DATASET EXCERPTS START

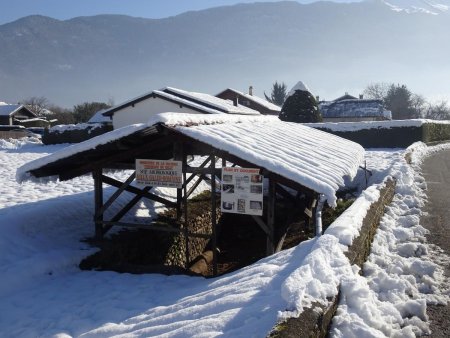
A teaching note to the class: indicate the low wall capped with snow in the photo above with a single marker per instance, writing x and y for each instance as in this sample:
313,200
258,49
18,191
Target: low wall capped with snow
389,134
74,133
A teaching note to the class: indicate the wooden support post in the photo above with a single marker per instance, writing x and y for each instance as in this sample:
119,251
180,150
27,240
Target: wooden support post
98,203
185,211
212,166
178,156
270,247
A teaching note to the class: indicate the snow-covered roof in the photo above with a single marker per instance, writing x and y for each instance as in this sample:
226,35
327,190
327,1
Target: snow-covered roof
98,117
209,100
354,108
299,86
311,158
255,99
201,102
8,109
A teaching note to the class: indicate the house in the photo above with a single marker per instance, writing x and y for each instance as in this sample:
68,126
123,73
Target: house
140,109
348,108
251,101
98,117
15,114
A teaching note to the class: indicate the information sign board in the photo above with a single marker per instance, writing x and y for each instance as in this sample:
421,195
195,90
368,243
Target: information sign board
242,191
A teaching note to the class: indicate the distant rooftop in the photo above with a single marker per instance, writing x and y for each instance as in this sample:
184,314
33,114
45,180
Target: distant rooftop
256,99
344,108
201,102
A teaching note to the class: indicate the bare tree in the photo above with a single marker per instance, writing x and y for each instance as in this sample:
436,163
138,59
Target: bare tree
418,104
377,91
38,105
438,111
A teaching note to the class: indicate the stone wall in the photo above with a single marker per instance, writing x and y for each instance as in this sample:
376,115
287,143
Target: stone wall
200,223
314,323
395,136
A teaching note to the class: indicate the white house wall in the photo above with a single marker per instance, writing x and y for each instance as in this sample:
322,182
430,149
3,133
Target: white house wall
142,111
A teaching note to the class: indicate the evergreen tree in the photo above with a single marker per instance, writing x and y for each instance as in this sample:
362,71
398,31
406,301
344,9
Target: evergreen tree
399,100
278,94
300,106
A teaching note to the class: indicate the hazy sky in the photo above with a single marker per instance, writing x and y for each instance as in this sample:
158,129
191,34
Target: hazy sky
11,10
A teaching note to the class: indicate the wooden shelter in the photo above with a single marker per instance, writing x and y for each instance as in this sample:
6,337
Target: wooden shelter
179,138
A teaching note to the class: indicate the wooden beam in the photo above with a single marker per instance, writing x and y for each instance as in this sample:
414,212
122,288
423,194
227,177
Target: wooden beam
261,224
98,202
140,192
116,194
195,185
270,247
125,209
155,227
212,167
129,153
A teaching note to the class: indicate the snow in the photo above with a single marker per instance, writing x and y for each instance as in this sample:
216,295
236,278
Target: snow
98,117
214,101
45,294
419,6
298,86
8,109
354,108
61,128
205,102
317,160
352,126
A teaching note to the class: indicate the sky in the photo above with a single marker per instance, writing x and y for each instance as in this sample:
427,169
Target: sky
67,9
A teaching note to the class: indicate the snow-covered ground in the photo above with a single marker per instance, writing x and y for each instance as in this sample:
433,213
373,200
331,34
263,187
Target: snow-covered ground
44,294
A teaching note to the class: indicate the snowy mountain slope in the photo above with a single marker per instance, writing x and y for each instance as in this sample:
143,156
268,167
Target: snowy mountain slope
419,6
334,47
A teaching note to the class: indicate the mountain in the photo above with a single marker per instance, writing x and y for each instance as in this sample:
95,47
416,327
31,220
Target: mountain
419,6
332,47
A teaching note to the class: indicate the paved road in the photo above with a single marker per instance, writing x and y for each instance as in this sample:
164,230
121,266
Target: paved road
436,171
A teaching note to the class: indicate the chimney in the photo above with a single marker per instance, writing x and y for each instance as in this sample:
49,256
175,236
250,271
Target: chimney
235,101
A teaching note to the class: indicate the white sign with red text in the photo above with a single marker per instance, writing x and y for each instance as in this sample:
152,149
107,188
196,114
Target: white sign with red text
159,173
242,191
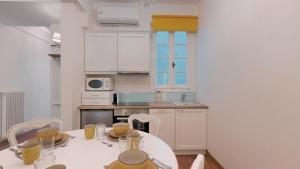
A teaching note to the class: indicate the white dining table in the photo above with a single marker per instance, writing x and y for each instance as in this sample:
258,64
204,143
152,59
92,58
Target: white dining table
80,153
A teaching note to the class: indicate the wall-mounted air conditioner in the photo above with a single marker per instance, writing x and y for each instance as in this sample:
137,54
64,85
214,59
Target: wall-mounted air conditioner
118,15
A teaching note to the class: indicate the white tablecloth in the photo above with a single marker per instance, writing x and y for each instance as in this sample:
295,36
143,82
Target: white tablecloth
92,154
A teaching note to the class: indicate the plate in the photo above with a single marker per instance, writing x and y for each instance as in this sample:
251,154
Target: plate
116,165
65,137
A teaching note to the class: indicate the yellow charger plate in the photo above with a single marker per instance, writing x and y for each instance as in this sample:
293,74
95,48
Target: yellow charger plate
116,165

DATASET EXCERPTS END

● **EXERCISE**
Wherever the listing shows a picture, omit it and output the rest exactly as given.

● **WRITTEN REPLY**
A teaching note to the class: indicate the low wall capped with snow in the photo above with a single marker per instance, writing x and y for each instance as in this sample:
313,200
258,49
18,191
Target: low wall capped with snow
389,134
74,133
A teaching note to the class: indicate the wooden support post in the photo above with a single marker per instance, writing x and y for each instance as in this sample:
119,251
180,150
27,240
Target: wooden support post
98,203
185,211
212,166
178,156
270,247
A teaching note to the class: indicate the snow-covered roof in the photo above with a single marker per instance, writing x and y for each instance as in this sample:
226,35
327,190
327,1
Target: snow-covered roof
98,117
209,100
354,108
299,86
311,158
255,99
201,102
8,109
A teaching note to the class: indicate the house in the photo above with a single marker per instance, writing x and y for each instance as in this sample:
68,126
123,73
Target: house
140,109
348,108
251,101
98,117
15,114
A teaching note to the class: indicate the information sign board in the photo above with a single marker per instance, writing x and y for each instance as in this sample:
421,195
195,90
368,243
Target: information sign board
242,191
A teaching note to the class: indicate the distant rooftop in the photo above with a single marker per instance, writing x and y for each instance as in this sample:
184,314
33,114
45,180
Target: distant rooftop
256,99
344,108
201,102
A teaching note to the class: indicate the bare tree in the photo above with a single marker per instance, writing x and y for each instance as in this sample:
436,163
138,59
Target: bare tree
418,104
377,91
38,105
438,111
A teaching note to the class: indicate the stone wall in the photo above with a single marker per instance, writing x and y for each instance as in this sample:
376,115
287,143
Target: stone wall
200,223
314,323
395,136
A teaching note to the class: indicate the white house wall in the photo above with a single marker per instance, writing x and y for each instance as in this sample:
322,182
430,149
3,133
Target: white house wall
142,111
A teaching note to the class: indicate the evergreen tree in the photo above with a single marker per instance, writing x and y for each instance as in this sample:
362,71
398,31
406,301
344,9
Target: evergreen tree
399,100
278,94
300,106
A teaching note to the class: indicate the hazy sky in the photo above with a single marker per instance, writing x and y for each instance as in this sample:
158,129
191,34
Target: hazy sky
11,10
A teaching note to the class: indicate the wooden shelter in the photo above with a single marker per instance, writing x and y for each instance as in this sample:
6,337
Target: wooden shelter
179,138
A teaching note to the class: indicate the wooden beam in the photo above with a single marker per instance, writing x and y for each instance as in this sample:
414,212
122,288
423,194
227,177
Target: wooden beam
261,224
98,202
140,192
116,194
195,185
270,247
125,209
155,227
212,167
129,153
A teaching note to the class: indicate the snow in the photo above with a single marker per instance, writing x and y for each instance as in this sample:
216,295
236,278
Target: snow
98,117
214,101
45,294
419,6
298,86
8,109
354,108
61,128
205,102
317,160
352,126
A teaching note to the class: indicate the sky in the photo above with a single marker per instance, writing x and y for each instance as in this sample:
427,169
Target: sky
67,9
A teaching note to the class: indicate the snow-covered ground in the photo above with a single marker per instance, writing x and y for each instance as in this sample:
433,213
373,200
331,34
263,187
Target: snow-covered ground
44,294
A teaching note to the class: indicate the snowy mountain slope in the photo above with a single marker per instance, writing x and y for each instance as in this sample:
143,156
268,167
Target: snowy mountain slope
419,6
334,47
A teaching note to the class: indicate the mountain in the photo above with a single marker per instance, writing x and y for each instance as in this sample:
95,47
416,327
31,220
Target: mountain
419,6
332,47
A teaching note to the class: indicate the paved road in the photo above with a single marker per instance, writing x and y for each instance as in this sample:
164,230
121,266
Target: paved road
436,171
A teaching note to the class: indicate the chimney in the photo above with a single marker per instance, writing x and y for each instance as in this sample:
49,256
175,236
250,271
Target: chimney
235,101
A teaching note to the class: indicate the white sign with red text in the photo above with a single marker per instance, writing x and y for each instance as in this sample:
152,149
107,188
196,114
Target: white sign with red text
159,173
242,191
A teaching note to the class: indicate the white dining table in the photo above with a single marker per instance, writing x and y for each instance as in this sample:
258,64
204,143
152,59
92,58
Target: white dining table
80,153
A teaching note to the class: indicate the wall-mounted air conditioner in the photo above with a single marker per instance, writing x and y for each instance as in this sample:
137,54
64,85
214,59
Target: wall-mounted air conditioner
118,15
A teaching note to the class: indicate the white tablecloth in the photo above with a single marker per instance, writing x and y for each instance as in this sample:
295,36
143,82
Target: white tablecloth
92,154
A teaching note to the class: indicate the plate in the photo above with a single marker per instance, writing x and y for each instance as in this sample:
251,154
Target: plate
116,165
65,137
A teaching note to the class: indicate the yellow charger plate in the photo above with a single marker per instance, writing x and y for each instance as in this sample:
293,74
95,48
Target: yellow charger plate
116,165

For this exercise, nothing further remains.